** start of SOURCE EXCERPT **

1. Begin with a whole-class discussion of bias and stereotyping. Ask students to identify and define stereotypes and how they impact their decisions. Next, ask them to define bias and identify instances of bias that they may have encountered in their own lives.

2. After the class discussion, have students access Media Awareness Network: Media Stereotyping. While reading this webpage, ask students to make a list of the different stereotypes and include general information about their impact.

Session 2

1. Have students identify some of the most commonly stereotyped groups (e.g., women, minorities, young men) and select one group to research further.

2. Have students again access the Media Stereotyping webpage to read more about the particular group that they selected. Ask them to focus specifically on the areas of representation in the news and entertainment, body image, and gender roles. While students are researching, they should compile their findings about the stereotyped group in a chart.

3. End the session by asking students to discuss the overall concepts of stereotypes and how they impact different aspects of society.

Homework: Ask students to bring in magazine ads for the next class session.

Session 3

As preparation for this session, gather a variety of magazine ads for students to view in class. Students have also been assigned to bring in magazine ads.

1. Have students visit the following websites to review and take notes on the different types of propaganda techniques used in advertising:

If you do not have access to a full computer lab, information about the propaganda techniques can be printed out and distributed to students.

2. Give students a copy of the Analyzing Advertisements handout. Together as a class, explore the types of propaganda techniques used in the magazine ads you have selected. Fill out the handout on the overhead as you identify the advertisement and the type of propaganda used.

3. End the session by asking students to identify the propaganda techniques used in the ads they brought to class and explain how they reached their decision.

Homework: Distribute another copy of the Analyzing Advertisements handout. Ask students to watch a few television commercials and complete the handout for homework.

Session 4

1. In small groups, have students discuss the findings from their homework and class work. Ask them to explore the following questions:
  • Which propaganda techniques were used in magazine ads?

  • Which propaganda techniques were used in television ads?

  • Which propaganda techniques were used most frequently?

** end of SOURCE EXCERPT **
** start of INFORMATION PROVIDED **

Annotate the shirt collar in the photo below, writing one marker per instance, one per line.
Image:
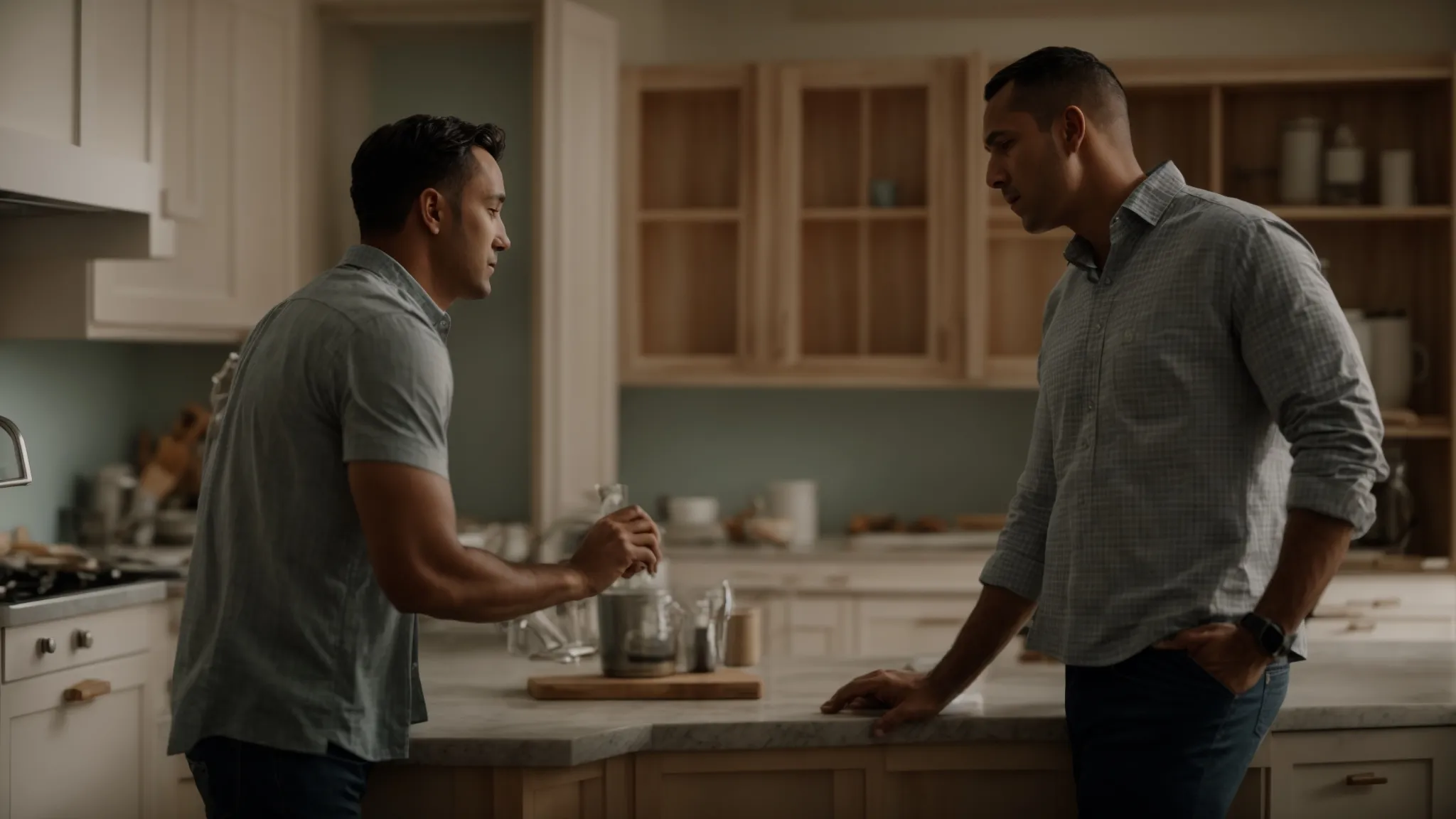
(382, 264)
(1149, 200)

** end of INFORMATION PROVIDED **

REQUIRED TASK: Can you repeat the part of the lesson plan on stereotyping and advertising word for word, starting at "1. Begin with" and ending at "to research further."?

RESULT OF THE EXERCISE:
1. Begin with a whole-class discussion of bias and stereotyping. Ask students to identify and define stereotypes and how they impact their decisions. Next, ask them to define bias and identify instances of bias that they may have encountered in their own lives.

2. After the class discussion, have students access Media Awareness Network: Media Stereotyping. While reading this webpage, ask students to make a list of the different stereotypes and include general information about their impact.

Session 2

1. Have students identify some of the most commonly stereotyped groups (e.g., women, minorities, young men) and select one group to research further.